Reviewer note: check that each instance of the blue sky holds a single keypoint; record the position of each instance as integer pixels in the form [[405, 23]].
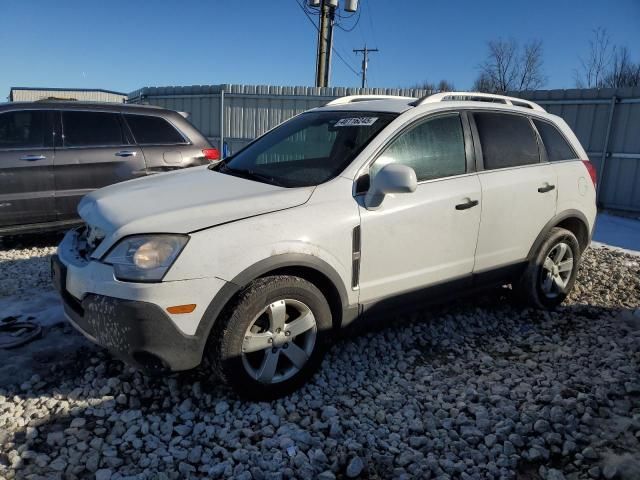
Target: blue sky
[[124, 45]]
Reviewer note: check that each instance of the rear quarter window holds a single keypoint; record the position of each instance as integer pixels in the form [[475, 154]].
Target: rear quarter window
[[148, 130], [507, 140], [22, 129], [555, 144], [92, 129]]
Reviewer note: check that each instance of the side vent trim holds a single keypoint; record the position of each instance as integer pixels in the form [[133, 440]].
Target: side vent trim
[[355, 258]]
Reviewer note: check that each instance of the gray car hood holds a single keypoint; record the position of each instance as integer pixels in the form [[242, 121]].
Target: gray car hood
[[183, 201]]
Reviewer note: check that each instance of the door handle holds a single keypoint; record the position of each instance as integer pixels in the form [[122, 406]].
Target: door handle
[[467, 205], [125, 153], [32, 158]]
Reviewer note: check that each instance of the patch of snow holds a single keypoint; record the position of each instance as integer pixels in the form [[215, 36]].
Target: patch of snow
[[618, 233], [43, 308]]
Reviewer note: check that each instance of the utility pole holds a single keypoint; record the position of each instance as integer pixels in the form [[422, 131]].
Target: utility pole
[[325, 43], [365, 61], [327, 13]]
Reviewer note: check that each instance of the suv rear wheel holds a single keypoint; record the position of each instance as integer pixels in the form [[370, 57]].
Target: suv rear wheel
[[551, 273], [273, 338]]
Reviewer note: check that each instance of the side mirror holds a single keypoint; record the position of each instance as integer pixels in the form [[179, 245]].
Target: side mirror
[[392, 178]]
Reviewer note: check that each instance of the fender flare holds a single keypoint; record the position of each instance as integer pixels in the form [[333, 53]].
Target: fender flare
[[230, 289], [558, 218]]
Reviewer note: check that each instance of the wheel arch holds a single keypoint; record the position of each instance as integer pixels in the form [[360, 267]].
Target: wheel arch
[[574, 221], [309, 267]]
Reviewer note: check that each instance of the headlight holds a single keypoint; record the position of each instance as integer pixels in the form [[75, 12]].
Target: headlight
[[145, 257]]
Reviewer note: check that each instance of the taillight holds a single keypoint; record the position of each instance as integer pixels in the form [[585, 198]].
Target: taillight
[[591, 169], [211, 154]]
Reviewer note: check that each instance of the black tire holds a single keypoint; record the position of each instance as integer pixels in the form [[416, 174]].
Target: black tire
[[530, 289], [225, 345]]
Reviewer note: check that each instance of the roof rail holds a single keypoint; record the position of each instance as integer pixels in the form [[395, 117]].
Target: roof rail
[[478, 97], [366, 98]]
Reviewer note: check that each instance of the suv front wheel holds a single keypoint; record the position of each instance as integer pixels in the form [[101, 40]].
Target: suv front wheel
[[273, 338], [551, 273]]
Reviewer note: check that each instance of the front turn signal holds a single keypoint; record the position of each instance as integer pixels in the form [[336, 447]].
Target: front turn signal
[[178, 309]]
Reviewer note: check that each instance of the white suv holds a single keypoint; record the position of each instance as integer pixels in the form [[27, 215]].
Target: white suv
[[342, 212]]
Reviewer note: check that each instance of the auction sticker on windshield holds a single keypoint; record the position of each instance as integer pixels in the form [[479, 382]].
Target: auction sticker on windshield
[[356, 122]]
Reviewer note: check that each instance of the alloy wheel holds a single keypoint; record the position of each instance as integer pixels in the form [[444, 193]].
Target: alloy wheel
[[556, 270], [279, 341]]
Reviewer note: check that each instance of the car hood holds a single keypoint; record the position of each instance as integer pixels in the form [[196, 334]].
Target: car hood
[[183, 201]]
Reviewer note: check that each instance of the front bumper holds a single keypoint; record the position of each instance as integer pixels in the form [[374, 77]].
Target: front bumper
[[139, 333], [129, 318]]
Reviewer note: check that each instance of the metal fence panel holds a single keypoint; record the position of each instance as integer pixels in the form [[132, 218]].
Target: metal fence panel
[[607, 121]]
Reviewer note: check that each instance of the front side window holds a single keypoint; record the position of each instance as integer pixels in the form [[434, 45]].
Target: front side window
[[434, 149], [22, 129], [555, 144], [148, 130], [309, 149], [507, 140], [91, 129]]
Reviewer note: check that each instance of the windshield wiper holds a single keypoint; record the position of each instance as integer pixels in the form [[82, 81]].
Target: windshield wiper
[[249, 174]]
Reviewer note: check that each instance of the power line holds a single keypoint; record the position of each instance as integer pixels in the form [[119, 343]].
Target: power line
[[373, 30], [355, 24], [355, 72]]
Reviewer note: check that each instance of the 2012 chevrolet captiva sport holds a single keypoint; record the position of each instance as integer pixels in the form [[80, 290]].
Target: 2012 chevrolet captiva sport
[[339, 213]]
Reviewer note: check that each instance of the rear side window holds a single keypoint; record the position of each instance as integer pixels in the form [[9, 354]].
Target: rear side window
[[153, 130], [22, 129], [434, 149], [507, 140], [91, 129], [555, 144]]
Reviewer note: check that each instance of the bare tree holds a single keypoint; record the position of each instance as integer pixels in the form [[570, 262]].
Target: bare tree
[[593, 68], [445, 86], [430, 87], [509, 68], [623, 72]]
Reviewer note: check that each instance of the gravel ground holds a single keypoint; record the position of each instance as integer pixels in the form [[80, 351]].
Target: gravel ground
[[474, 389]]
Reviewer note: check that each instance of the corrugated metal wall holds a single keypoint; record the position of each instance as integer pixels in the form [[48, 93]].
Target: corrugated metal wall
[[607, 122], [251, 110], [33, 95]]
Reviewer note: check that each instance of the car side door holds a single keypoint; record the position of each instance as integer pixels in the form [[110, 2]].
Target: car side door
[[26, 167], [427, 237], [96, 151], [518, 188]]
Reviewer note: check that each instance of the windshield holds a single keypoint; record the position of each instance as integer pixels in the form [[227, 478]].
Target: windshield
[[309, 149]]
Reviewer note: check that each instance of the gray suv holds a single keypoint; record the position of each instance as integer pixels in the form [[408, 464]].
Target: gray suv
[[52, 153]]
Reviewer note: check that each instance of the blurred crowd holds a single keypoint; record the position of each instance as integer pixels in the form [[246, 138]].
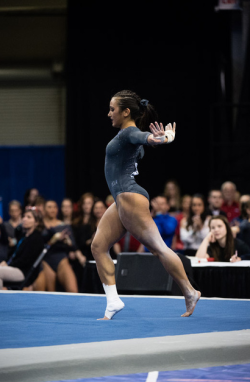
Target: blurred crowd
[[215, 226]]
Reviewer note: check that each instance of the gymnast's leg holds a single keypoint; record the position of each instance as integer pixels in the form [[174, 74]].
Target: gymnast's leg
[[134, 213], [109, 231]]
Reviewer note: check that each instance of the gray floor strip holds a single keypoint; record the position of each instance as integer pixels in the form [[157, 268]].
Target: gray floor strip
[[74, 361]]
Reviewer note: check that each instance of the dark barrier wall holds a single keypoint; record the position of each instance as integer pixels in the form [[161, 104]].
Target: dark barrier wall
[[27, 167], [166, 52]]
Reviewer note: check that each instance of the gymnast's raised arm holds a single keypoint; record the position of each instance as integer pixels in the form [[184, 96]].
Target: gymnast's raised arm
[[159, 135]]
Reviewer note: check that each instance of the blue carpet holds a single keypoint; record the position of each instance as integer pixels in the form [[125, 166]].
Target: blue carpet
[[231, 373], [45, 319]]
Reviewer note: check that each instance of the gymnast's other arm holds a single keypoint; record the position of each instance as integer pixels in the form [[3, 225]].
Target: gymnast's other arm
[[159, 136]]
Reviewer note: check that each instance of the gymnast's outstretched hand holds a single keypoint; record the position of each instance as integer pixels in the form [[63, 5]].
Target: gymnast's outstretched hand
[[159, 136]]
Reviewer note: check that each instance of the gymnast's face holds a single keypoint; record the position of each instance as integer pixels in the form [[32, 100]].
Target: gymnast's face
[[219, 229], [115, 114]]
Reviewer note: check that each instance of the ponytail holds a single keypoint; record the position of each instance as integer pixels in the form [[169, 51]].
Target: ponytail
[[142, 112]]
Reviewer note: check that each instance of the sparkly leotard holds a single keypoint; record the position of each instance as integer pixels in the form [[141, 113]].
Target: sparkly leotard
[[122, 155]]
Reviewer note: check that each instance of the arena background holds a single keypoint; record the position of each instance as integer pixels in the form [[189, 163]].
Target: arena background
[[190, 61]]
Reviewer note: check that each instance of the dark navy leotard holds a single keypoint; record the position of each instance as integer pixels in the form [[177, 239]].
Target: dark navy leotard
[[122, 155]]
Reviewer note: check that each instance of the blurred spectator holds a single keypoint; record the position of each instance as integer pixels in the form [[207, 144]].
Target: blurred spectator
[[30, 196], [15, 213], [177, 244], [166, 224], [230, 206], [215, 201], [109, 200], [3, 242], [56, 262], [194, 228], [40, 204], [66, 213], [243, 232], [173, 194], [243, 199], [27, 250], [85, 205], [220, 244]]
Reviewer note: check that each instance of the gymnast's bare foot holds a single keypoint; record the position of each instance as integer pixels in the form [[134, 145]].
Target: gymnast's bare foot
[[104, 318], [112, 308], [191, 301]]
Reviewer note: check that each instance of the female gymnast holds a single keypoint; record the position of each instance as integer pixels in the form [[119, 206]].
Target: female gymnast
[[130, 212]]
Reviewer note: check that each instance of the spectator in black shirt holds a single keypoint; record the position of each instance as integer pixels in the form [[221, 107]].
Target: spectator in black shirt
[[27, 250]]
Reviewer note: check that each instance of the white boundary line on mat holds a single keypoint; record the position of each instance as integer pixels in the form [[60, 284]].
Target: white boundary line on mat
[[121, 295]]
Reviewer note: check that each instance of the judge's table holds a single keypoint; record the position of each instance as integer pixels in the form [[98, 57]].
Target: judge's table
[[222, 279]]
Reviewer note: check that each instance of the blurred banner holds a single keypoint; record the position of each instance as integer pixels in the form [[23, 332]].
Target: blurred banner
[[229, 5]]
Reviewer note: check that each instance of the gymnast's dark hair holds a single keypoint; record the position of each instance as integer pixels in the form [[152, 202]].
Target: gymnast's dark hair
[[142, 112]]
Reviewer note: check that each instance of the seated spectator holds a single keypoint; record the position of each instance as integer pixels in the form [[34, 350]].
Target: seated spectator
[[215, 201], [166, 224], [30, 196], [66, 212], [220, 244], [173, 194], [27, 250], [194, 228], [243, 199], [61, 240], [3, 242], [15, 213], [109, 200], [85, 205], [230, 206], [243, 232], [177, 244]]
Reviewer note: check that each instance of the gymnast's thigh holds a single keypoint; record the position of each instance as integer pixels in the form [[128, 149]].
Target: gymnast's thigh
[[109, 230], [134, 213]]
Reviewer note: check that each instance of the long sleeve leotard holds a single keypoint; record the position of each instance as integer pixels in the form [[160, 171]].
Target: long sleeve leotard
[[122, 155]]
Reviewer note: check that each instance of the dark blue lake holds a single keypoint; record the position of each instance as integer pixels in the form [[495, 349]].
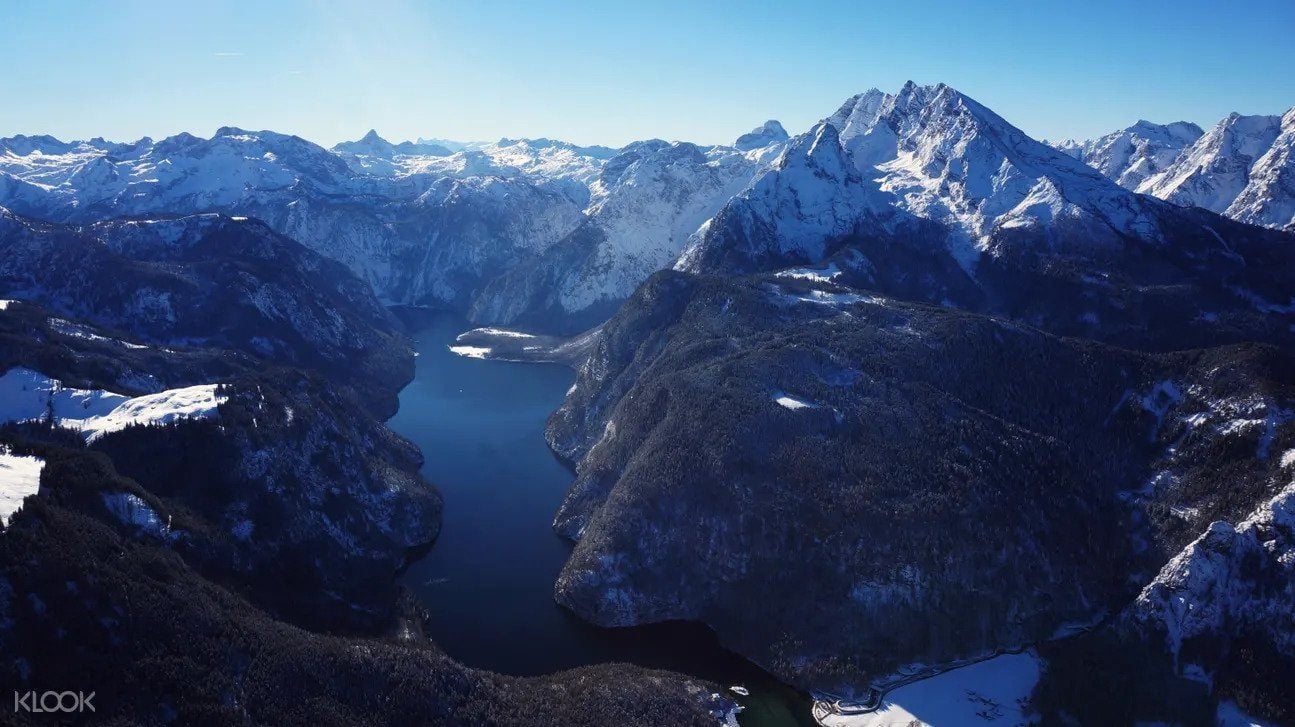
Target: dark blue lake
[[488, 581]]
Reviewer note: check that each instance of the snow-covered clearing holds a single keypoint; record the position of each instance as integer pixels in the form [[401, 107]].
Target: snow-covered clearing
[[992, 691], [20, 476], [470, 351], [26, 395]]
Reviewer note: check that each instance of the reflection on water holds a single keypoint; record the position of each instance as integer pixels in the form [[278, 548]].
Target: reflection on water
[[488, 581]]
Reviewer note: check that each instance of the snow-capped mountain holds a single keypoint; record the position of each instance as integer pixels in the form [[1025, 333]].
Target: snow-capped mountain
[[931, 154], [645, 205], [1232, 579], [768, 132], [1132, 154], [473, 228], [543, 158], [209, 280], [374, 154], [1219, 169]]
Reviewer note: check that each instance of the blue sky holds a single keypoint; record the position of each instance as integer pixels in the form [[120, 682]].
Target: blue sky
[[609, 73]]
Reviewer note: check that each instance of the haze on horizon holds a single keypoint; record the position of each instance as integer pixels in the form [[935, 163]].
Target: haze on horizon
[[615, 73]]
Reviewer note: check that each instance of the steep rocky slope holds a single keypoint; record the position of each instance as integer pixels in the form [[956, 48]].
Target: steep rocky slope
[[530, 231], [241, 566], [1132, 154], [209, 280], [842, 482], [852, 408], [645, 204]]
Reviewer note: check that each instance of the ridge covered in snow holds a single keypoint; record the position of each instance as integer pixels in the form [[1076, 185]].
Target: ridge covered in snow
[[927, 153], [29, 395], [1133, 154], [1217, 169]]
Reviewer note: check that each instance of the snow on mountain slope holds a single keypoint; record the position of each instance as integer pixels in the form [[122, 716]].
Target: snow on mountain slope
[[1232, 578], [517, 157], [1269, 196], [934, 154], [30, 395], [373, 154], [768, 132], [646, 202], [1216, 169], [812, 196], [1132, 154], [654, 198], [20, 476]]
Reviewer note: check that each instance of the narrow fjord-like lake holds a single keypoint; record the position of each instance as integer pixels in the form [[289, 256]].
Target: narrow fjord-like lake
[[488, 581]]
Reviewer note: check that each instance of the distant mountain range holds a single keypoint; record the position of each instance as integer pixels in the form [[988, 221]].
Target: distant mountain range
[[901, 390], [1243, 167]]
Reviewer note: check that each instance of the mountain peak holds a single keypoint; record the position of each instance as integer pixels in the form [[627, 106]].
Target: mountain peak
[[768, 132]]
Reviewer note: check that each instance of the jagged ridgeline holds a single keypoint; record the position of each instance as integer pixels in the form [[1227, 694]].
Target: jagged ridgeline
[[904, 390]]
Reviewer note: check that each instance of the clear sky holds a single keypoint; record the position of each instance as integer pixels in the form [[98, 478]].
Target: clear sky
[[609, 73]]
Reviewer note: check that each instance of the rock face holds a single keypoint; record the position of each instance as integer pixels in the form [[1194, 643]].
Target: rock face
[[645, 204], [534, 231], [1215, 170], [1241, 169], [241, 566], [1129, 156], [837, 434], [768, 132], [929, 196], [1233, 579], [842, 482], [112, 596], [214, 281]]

------------------------------------------------------------

● Work instructions: Turn the lines above into a Markdown table with the columns Row and Line, beginning at the line that has "Reviewer note: check that each instance of the windshield holds" and stopping after the line that has "[[52, 153]]". Number each row, and leave out any blank lines.

● The reply:
| Row | Line |
|---|---|
| 1 | Reviewer note: check that each instance of the windshield holds a single keypoint; record the position of each instance as integer pixels in the form [[227, 478]]. |
| 2 | Target: windshield |
| 3 | [[309, 149]] |
| 4 | Reviewer note: check that each instance of the gray suv holds a single keypoint; record the position of each instance as integer pixels in the form [[408, 464]]. |
| 5 | Target: gray suv |
| 6 | [[52, 153]] |